WORK TASK A:
Answer these questions about the frailty research report:
(i) In which journal were the conference findings published?
(ii) In what year was the conference convened?
(iii) How much healthcare spending per year does the report attribute to heart failure?
WORK TASK B: Carry on the report on frailty research from the point where it stops, in the same style.

DOCUMENT SEGMENT:
┄┄┄┄┄┄┄┄┄┄┄┄┄┄┄┄┄┄┄┄
New Report from Prestigious NIA-Funded Conference Looks at Integrating Frailty Research into Care as We Age

June 20, 2017 (New York)—Though it is one of the most frequently used health indicators as more and more of us age, frailty—the medical term for increased vulnerability to declines in health or a loss of independence—remains under-studied and under-utilized, so say researchers reporting on a prestigious conference hosted by the American Geriatrics Society (AGS) and the National Institute on Aging (NIA), with support from the Alliance for Academic Internal Medicine (AAIM) and The John A. Hartford Foundation. Conference findings, published in the Journal of the American Geriatrics Society, are poised to advance not only a consensus definition for frailty but also our understanding of its biology, assessment, and role in improving care across several specialties, from cardiology and geriatrics to behavioral and social sciences.

Convened in 2015 for recipients of the NIA’s Grants for Early Medical/Surgical Specialists Transition into Aging Research (GEMSSTAR) program, the NIA “U13” conference brought together more than 75 scholars, researchers, leaders in the fields of aging and frailty, and NIA representatives to present and further stimulate research on frailty, particularly across the array of disciplines involved in the high-quality, person-centered care we all will need as we age.

According to the GEMSSTAR conference proceedings, managing frailty is increasingly important in medical specialties to improve quality of life, guide healthcare decision-making, and prevent deteriorating health or the risk for decline, wherever possible. Yet challenges to integrating frailty management into clinical care include not only uncertainty about what to measure but also when, who, and how to do so—particularly in the context of care addressing other specific health concerns.

Heart failure remains a considerable challenge for us all as we age, for example—accounting for 1 million hospitalizations and more than $39 billion in healthcare spending per year—yet the role that frailty plays for people living with heart failure “has been overlooked as a reason for the high-rate of hospital readmission,” conference attendees noted. Similar experiences have been reported for everything from end-stage renal disease to treatment for human immunodeficiency virus (HIV)—reinforcing the importance of understanding frailty’s impact on health more clearly.
┄┄┄┄┄┄┄┄┄┄┄┄┄┄┄┄┄┄┄┄
Region descriptions in natural language
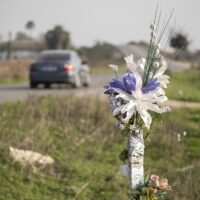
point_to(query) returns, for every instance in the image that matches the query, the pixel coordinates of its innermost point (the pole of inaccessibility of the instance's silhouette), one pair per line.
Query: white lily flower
(133, 67)
(140, 102)
(114, 67)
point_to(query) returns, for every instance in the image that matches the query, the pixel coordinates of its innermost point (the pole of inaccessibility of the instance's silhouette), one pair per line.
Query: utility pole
(9, 46)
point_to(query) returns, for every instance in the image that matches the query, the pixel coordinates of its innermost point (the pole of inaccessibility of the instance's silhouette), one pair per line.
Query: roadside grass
(185, 86)
(79, 134)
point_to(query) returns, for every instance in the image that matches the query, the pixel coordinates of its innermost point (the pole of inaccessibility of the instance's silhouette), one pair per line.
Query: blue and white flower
(138, 98)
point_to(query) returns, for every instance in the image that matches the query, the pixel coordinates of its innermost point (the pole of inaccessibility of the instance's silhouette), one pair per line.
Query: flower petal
(138, 79)
(160, 71)
(146, 117)
(114, 67)
(130, 63)
(129, 82)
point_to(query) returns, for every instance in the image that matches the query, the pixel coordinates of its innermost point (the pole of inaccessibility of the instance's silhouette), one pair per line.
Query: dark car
(59, 66)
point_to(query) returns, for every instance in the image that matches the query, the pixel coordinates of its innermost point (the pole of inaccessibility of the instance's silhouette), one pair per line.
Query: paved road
(19, 92)
(22, 91)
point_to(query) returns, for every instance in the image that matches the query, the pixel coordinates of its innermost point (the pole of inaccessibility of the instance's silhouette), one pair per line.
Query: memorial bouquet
(133, 99)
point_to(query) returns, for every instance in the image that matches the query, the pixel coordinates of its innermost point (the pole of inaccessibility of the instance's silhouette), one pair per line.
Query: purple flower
(151, 85)
(128, 84)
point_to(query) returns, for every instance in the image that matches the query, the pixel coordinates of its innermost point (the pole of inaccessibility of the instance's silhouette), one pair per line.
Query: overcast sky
(88, 21)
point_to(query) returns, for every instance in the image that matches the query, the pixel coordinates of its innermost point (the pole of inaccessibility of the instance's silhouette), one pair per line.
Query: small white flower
(163, 63)
(122, 127)
(157, 52)
(153, 34)
(178, 137)
(158, 46)
(166, 109)
(184, 133)
(114, 67)
(152, 27)
(156, 65)
(132, 127)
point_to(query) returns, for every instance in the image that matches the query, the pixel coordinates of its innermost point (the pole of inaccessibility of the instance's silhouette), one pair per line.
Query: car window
(77, 60)
(54, 57)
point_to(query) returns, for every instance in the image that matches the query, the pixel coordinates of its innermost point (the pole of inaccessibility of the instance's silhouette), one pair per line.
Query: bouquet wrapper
(136, 159)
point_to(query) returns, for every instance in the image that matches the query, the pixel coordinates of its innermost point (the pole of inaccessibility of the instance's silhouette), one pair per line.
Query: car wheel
(87, 81)
(33, 85)
(77, 81)
(47, 85)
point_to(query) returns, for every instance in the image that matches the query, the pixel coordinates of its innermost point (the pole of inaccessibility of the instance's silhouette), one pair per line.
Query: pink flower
(155, 180)
(163, 184)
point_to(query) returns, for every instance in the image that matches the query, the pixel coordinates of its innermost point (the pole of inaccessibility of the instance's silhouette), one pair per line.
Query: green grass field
(185, 86)
(80, 135)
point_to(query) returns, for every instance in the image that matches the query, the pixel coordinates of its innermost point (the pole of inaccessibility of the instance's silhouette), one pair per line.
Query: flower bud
(153, 34)
(156, 65)
(158, 46)
(152, 27)
(157, 52)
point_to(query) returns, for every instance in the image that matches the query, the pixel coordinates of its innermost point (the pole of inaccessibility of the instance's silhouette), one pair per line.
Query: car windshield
(54, 57)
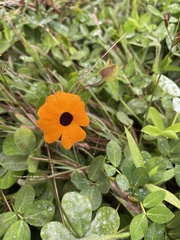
┄┄┄┄┄┄┄┄┄┄┄┄┄┄┄┄┄┄┄┄
ANSWER AREA A:
(i) The Journal of the American Geriatrics Society
(ii) 2015
(iii) More than $39 billion

ANSWER AREA B:
“Many conditions associated with frailty increase as we age, but it’s also incredibly important to remember that we all age differently,” said Arti Hurria, MD, a trained geriatrician and oncologist who serves as Director of Cancer and Aging Research at City of Hope in Duarte, CA. Dr. Hurria is also the Principal Investigator on the U13 conference grant. “Integrating frailty screening into our work as clinicians—identifying individuals at risk, altering treatment when needed, and developing new preventive strategies—represents a clear path toward the high-quality, person-centered care we all need as we age. That’s what this meeting of our GEMSSTAR colleagues is all about.”

The NIA’s GEMSSTAR program awards support to early-career physicians trained in medical and surgical sub-specialties for research on the role of geriatrics within their specialties. The AGS serves as a central coordinating body for applicants in particular specialties (anesthesiology, emergency medicine, general surgery, gynecology, orthopaedic surgery, physical medicine and rehabilitation, urology, and vascular surgery) interested in applying for the Dennis W. Jahnigen Career Development Award, which provides funding for a Professional Development Plan (PDP) to complement an "R03" research project (the grant mechanism administered by the National Institutes of Health to support small research projects carried out in a short period of time).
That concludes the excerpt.